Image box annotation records

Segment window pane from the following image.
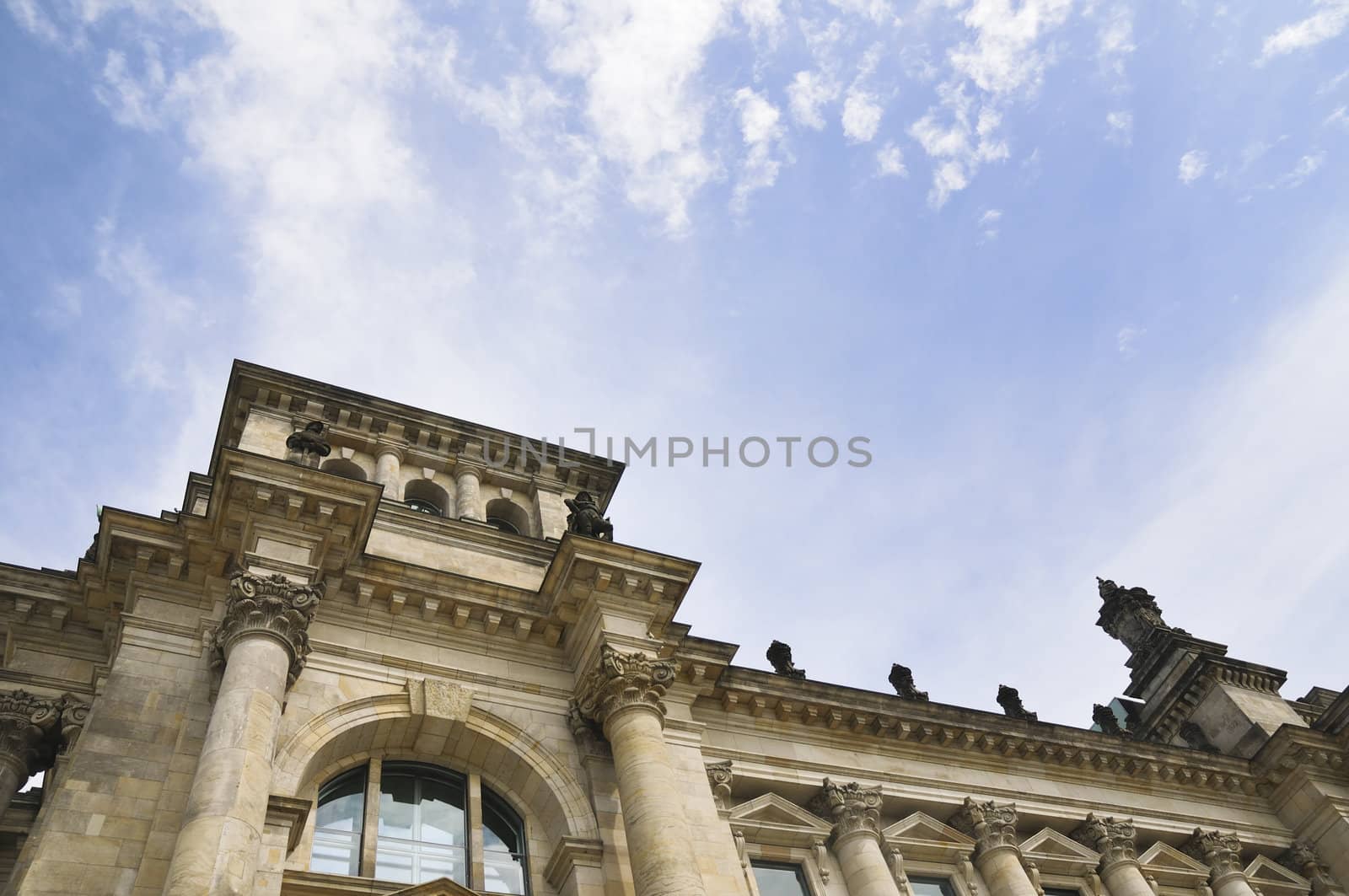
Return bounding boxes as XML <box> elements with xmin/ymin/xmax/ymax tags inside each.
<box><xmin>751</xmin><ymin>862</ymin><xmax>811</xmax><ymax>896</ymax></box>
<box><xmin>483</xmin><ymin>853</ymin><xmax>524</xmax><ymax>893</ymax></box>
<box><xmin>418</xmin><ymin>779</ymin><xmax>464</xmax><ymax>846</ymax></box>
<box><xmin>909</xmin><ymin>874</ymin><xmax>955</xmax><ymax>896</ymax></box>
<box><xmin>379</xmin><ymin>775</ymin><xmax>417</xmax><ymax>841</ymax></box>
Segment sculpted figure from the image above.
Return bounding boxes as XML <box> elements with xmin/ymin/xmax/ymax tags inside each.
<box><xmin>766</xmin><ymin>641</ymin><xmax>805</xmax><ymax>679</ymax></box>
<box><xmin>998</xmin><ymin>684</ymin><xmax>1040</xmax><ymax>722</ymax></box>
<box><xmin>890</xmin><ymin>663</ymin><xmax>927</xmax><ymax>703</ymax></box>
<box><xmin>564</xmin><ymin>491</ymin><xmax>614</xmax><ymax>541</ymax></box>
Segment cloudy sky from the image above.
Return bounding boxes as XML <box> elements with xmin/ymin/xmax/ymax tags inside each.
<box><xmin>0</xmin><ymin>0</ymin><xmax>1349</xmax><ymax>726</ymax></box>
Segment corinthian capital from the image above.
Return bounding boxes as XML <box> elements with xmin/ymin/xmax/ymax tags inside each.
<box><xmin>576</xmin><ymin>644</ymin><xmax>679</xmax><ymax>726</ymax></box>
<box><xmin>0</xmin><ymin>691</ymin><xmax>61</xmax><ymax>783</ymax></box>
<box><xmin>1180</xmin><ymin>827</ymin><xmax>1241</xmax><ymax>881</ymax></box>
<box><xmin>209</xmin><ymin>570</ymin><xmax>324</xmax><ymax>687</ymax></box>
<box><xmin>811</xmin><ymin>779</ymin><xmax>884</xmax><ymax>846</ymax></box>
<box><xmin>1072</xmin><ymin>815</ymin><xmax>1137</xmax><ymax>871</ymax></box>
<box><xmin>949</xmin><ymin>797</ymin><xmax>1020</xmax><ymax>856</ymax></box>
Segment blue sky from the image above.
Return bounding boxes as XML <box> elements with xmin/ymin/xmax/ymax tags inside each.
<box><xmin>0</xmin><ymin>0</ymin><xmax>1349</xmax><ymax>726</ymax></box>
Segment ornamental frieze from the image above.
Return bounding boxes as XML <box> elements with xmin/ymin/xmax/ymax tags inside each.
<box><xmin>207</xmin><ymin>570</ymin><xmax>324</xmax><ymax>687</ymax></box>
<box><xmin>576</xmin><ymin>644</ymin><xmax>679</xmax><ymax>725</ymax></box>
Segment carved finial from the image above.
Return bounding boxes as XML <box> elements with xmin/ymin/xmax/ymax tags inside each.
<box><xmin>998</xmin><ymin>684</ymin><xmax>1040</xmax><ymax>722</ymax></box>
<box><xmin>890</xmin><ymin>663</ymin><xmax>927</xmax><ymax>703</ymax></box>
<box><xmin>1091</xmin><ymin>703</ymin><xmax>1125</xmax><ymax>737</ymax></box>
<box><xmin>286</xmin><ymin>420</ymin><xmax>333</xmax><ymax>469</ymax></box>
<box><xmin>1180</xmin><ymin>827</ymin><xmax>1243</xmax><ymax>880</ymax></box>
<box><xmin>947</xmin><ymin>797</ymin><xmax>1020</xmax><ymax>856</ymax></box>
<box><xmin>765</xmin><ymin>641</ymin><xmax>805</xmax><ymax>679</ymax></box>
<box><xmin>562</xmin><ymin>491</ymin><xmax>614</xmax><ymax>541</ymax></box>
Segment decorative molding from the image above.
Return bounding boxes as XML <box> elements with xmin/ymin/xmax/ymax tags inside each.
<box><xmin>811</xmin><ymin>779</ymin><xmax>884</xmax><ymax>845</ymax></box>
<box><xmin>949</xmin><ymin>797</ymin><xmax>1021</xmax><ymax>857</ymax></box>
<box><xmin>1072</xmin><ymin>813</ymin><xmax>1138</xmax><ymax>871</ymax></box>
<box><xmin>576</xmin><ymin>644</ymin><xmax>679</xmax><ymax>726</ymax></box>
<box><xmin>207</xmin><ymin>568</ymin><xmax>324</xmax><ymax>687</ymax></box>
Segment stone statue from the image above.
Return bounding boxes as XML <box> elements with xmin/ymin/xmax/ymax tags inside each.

[Given request] Write out the lines of every record above word for word, without the pictures.

[Written response]
Segment window pane from the following image.
Return bounding boxes as XML <box> elements with xmin/ymin/xmax/ymax tags inside each.
<box><xmin>751</xmin><ymin>862</ymin><xmax>811</xmax><ymax>896</ymax></box>
<box><xmin>483</xmin><ymin>853</ymin><xmax>524</xmax><ymax>893</ymax></box>
<box><xmin>418</xmin><ymin>779</ymin><xmax>464</xmax><ymax>846</ymax></box>
<box><xmin>909</xmin><ymin>874</ymin><xmax>955</xmax><ymax>896</ymax></box>
<box><xmin>379</xmin><ymin>775</ymin><xmax>417</xmax><ymax>841</ymax></box>
Segment sculpted figure from the image above.
Return bounding boxes as XML <box> elements with xmin/ymin/xmax/ymax tags inside each.
<box><xmin>766</xmin><ymin>641</ymin><xmax>805</xmax><ymax>679</ymax></box>
<box><xmin>998</xmin><ymin>684</ymin><xmax>1040</xmax><ymax>722</ymax></box>
<box><xmin>890</xmin><ymin>663</ymin><xmax>927</xmax><ymax>703</ymax></box>
<box><xmin>564</xmin><ymin>491</ymin><xmax>614</xmax><ymax>541</ymax></box>
Segment cloudy sky from the image above.
Return bounding boxes as XML <box> elements with xmin/ymin/xmax/ymax tags inside each.
<box><xmin>0</xmin><ymin>0</ymin><xmax>1349</xmax><ymax>726</ymax></box>
Segment corinthian capital from the image above.
Return bounding boxes as XML <box> elements with xmin/ymin/xmax/ymax tags inside each.
<box><xmin>576</xmin><ymin>644</ymin><xmax>679</xmax><ymax>726</ymax></box>
<box><xmin>0</xmin><ymin>691</ymin><xmax>61</xmax><ymax>783</ymax></box>
<box><xmin>1180</xmin><ymin>827</ymin><xmax>1241</xmax><ymax>881</ymax></box>
<box><xmin>209</xmin><ymin>570</ymin><xmax>324</xmax><ymax>687</ymax></box>
<box><xmin>811</xmin><ymin>779</ymin><xmax>884</xmax><ymax>846</ymax></box>
<box><xmin>1072</xmin><ymin>815</ymin><xmax>1137</xmax><ymax>871</ymax></box>
<box><xmin>949</xmin><ymin>797</ymin><xmax>1020</xmax><ymax>856</ymax></box>
Segment blue sky from the image above.
Return bounding boxes as XML <box> elements with xmin/ymin/xmax/ymax tags inside each.
<box><xmin>0</xmin><ymin>0</ymin><xmax>1349</xmax><ymax>726</ymax></box>
Segment ornamental frieze from the image above.
Return bounding boxes as XML <box> elements with xmin/ymin/xmax/ymax tags inside each.
<box><xmin>207</xmin><ymin>570</ymin><xmax>324</xmax><ymax>687</ymax></box>
<box><xmin>576</xmin><ymin>644</ymin><xmax>679</xmax><ymax>725</ymax></box>
Segment carved finial from the image above.
Return bounding boxes as XML <box> elements with xmin/ymin/xmax/ymax tags inside each.
<box><xmin>998</xmin><ymin>684</ymin><xmax>1040</xmax><ymax>722</ymax></box>
<box><xmin>890</xmin><ymin>663</ymin><xmax>927</xmax><ymax>703</ymax></box>
<box><xmin>1091</xmin><ymin>703</ymin><xmax>1125</xmax><ymax>737</ymax></box>
<box><xmin>286</xmin><ymin>420</ymin><xmax>333</xmax><ymax>469</ymax></box>
<box><xmin>1180</xmin><ymin>827</ymin><xmax>1243</xmax><ymax>880</ymax></box>
<box><xmin>947</xmin><ymin>797</ymin><xmax>1020</xmax><ymax>856</ymax></box>
<box><xmin>765</xmin><ymin>641</ymin><xmax>805</xmax><ymax>679</ymax></box>
<box><xmin>562</xmin><ymin>491</ymin><xmax>614</xmax><ymax>541</ymax></box>
Segment decorative molding from the image above.
Return bounding boxes as XML <box> elements with xmin/ymin/xmax/ymax tags inside each.
<box><xmin>811</xmin><ymin>779</ymin><xmax>884</xmax><ymax>845</ymax></box>
<box><xmin>949</xmin><ymin>797</ymin><xmax>1021</xmax><ymax>857</ymax></box>
<box><xmin>1072</xmin><ymin>813</ymin><xmax>1138</xmax><ymax>871</ymax></box>
<box><xmin>576</xmin><ymin>644</ymin><xmax>679</xmax><ymax>726</ymax></box>
<box><xmin>207</xmin><ymin>568</ymin><xmax>324</xmax><ymax>687</ymax></box>
Segment stone statue from the image above.
Return bounding boxes as XML <box> elements with xmin/ymin/xmax/ymax tags inside each.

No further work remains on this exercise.